----- LISTED ENTRIES

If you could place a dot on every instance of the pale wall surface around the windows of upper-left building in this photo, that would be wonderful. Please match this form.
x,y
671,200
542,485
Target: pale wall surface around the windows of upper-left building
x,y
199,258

----------

» **WHAT IS EXPECTED**
Return all of the entries exactly as written.

» **ANSWER TO THIS PROBLEM**
If you could place a dot on every instance of the pale wall surface around the windows of upper-left building in this photo, that would be wonderful. Please match this form.
x,y
671,200
542,485
Target: pale wall surface around the windows of upper-left building
x,y
199,258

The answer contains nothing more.